YANG HARUS DIBUAT:
Temukan dan salin setiap baris data yang memuat kata "door". Huruf besar dan huruf kecil dibedakan.

DATA YANG DITAMPILKAN:
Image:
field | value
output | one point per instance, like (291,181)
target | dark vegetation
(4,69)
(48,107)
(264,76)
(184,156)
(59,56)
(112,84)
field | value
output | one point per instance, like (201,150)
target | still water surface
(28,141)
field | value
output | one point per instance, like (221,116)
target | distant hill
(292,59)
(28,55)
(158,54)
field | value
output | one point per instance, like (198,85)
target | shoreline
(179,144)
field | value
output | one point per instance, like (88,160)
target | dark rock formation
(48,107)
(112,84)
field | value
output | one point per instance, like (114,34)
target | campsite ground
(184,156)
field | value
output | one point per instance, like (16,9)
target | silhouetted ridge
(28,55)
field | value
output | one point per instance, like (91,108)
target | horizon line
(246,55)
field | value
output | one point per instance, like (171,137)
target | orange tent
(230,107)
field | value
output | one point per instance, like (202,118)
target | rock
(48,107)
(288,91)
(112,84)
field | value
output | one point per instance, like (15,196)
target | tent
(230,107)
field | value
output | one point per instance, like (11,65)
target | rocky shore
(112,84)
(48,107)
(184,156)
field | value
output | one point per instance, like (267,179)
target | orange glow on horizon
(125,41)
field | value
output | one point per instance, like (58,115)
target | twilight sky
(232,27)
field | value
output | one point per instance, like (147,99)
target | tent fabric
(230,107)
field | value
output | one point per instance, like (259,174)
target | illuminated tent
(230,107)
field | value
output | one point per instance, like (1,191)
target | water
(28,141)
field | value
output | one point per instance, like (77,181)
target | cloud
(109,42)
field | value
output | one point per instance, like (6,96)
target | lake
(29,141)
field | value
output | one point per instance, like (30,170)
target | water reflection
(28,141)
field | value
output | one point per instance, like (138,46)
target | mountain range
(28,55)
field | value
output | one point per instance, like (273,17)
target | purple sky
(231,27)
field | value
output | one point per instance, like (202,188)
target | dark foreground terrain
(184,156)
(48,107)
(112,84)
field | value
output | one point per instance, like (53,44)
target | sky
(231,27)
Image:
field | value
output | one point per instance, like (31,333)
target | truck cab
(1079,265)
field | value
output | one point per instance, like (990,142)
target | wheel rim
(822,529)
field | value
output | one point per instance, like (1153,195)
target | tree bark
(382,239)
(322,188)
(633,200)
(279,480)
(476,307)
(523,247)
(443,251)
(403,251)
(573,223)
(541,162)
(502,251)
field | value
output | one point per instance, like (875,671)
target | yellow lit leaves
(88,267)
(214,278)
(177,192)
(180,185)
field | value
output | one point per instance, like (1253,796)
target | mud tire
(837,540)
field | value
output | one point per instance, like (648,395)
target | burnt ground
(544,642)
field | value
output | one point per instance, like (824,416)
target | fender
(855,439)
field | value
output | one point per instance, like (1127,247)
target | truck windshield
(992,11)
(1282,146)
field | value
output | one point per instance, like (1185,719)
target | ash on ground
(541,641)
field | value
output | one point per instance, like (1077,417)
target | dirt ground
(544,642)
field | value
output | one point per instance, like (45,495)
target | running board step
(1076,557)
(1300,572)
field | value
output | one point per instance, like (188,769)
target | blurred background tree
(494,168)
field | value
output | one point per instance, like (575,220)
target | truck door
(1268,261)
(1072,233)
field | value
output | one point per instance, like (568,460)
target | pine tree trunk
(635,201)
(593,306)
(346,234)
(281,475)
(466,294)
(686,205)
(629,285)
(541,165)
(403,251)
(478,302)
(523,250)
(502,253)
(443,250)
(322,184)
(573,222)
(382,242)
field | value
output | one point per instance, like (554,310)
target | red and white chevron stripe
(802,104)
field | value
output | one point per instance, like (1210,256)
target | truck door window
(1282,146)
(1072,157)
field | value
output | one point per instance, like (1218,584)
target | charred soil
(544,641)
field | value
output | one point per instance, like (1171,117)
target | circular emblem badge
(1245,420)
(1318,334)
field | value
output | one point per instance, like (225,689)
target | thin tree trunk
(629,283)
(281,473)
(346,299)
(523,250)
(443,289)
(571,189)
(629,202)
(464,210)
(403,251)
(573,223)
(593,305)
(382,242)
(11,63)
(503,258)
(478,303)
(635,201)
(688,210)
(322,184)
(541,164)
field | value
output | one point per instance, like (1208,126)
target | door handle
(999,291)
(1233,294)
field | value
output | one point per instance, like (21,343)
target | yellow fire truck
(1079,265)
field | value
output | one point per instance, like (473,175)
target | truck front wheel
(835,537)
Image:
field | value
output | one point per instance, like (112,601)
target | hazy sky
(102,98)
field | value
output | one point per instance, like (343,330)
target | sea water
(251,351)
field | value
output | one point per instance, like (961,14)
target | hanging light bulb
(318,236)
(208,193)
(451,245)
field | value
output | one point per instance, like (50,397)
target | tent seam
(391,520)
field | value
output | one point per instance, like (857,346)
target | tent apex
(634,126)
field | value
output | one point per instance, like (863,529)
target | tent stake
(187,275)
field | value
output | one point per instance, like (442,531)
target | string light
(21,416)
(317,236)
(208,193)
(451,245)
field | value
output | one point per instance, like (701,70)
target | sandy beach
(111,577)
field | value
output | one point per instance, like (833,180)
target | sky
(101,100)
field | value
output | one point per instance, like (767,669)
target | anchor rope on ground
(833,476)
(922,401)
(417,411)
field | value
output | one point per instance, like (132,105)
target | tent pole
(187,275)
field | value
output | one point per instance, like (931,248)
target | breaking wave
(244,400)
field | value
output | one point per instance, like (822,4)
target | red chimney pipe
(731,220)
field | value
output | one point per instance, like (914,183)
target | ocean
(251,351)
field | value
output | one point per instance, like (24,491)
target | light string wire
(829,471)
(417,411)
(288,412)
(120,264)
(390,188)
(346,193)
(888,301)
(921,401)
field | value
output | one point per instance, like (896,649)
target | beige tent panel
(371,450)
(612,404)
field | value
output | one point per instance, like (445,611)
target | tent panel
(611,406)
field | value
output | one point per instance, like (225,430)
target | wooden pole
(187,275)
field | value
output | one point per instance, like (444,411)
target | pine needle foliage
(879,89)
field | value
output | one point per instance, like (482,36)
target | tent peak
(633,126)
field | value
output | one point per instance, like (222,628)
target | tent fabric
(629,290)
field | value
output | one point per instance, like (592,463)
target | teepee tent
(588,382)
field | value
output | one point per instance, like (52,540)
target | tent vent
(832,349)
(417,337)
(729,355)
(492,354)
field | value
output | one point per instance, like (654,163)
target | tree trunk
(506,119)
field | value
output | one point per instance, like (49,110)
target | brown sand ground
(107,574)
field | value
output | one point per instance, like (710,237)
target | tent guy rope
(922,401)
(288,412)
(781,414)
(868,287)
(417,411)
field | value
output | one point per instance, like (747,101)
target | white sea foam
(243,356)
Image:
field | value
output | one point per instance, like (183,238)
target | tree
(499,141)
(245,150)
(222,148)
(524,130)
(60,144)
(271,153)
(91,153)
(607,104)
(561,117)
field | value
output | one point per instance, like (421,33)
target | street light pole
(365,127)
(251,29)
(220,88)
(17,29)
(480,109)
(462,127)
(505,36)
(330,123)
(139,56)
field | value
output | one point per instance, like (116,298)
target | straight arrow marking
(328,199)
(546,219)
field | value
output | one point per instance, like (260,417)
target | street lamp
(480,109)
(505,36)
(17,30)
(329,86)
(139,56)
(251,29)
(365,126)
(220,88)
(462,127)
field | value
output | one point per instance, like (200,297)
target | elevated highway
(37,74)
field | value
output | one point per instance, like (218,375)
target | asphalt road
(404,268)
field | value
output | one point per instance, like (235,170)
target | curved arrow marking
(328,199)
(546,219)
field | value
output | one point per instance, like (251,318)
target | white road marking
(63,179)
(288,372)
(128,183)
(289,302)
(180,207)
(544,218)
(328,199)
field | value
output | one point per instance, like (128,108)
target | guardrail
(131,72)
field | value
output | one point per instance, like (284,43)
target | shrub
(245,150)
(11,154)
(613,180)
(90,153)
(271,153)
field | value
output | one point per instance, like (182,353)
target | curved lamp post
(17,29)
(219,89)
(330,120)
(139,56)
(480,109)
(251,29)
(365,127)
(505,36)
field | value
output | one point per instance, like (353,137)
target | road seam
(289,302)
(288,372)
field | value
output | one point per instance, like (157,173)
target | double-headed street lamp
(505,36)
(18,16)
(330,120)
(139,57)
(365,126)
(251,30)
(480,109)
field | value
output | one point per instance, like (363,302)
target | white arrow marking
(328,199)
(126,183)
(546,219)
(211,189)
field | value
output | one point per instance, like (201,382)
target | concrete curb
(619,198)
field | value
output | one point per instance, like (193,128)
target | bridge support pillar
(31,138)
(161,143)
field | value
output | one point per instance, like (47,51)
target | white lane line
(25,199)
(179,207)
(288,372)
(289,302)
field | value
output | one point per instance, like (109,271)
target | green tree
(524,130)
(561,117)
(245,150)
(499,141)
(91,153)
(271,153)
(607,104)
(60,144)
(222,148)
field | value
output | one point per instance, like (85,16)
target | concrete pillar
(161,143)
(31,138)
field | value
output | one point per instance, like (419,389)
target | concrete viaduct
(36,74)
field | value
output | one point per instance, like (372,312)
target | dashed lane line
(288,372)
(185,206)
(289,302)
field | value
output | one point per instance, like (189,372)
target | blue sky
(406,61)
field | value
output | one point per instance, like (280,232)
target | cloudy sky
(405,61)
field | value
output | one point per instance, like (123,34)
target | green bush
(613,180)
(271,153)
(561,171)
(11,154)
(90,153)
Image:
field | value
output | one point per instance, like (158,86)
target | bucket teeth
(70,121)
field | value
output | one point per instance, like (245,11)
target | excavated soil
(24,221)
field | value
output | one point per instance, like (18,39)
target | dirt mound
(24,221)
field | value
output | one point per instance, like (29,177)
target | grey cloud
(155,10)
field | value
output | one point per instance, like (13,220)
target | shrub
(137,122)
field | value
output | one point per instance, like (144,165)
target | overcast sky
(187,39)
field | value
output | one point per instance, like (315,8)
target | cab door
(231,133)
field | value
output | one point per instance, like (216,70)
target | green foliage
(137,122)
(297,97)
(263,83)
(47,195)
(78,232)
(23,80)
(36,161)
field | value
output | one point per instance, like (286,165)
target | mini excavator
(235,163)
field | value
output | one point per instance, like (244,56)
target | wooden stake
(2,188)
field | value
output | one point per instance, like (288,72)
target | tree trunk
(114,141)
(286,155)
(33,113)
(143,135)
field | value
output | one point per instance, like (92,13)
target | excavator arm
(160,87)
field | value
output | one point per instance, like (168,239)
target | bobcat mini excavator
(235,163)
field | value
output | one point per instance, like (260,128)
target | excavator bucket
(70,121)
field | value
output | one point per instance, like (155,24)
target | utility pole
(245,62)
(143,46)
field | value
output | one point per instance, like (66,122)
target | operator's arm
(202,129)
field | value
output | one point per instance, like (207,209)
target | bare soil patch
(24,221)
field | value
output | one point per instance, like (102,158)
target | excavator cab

LATIHAN SELESAI:
target | truck door
target | truck door window
target | door handle
target | cab door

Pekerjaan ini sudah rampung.